■ **Esercizi da svolgere**:
(A) Stabilisci se queste affermazioni concordano con l'articolo sui tifosi della Lazio: (i) l'operazione della polizia si è svolta martedì 5 marzo; (ii) i video sono stati girati fuori dalla birreria; (iii) i filmati sono ora in mano alla polizia italiana.
(B) Trascrivi fedelmente il passo dell'articolo sui tifosi della Lazio che si apre con le parole "La polizia di" e si chiude con "di questo genere.".

■ **Testo di partenza**:
• • • • • • •
Un centinaio di tifosi della Lazio, in trasferta a Monaco per il ritorno di Champions con il Bayern, sono stati protagonisti di inni al duce e saluti romani

La polizia di Monaco ha asserito di aver condotto nella serata di ieri, martedì 5 marzo, un’operazione presso la birreria Hofbräuhaus am Platzl – tristemente nota per essere stata sede di molti discorsi di Adolf Hitler – in cui, nel pre-gara di Champions League con il Bayernun, centinaio di festanti tifosi della Lazio inneggiavano inni al duce e saluti romani. E ad incastrare il gruppetto di tifosi sarebbero stati alcuni video girati all’interno del locale in cui si notano chiaramente braccia tese e cori fascisti. I filmati sono in mano ora alla polizia tedesca che analizzerà il comportamento dei “turisti” e adotterà i dovuti provvedimenti. Visto che in Germania le autorità prendono piuttosto seriamente (e per fortuna ‘duramente’) azioni di questo genere.
• • • • • • •
Estratti del dataset sull'indicazione di oggetti
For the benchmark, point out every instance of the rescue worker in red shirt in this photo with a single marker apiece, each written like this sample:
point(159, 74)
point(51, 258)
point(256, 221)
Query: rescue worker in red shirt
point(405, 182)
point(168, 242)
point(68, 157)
• • • • • • •
■ **Soluzioni degli esercizi**:
(A)
(i) Sì: "nella serata di ieri, martedì 5 marzo".
(ii) No: "alcuni video girati all’interno del locale".
(iii) No: "I filmati sono in mano ora alla polizia tedesca".

(B)
La polizia di Monaco ha asserito di aver condotto nella serata di ieri, martedì 5 marzo, un’operazione presso la birreria Hofbräuhaus am Platzl – tristemente nota per essere stata sede di molti discorsi di Adolf Hitler – in cui, nel pre-gara di Champions League con il Bayernun, centinaio di festanti tifosi della Lazio inneggiavano inni al duce e saluti romani. E ad incastrare il gruppetto di tifosi sarebbero stati alcuni video girati all’interno del locale in cui si notano chiaramente braccia tese e cori fascisti. I filmati sono in mano ora alla polizia tedesca che analizzerà il comportamento dei “turisti” e adotterà i dovuti provvedimenti. Visto che in Germania le autorità prendono piuttosto seriamente (e per fortuna ‘duramente’) azioni di questo genere.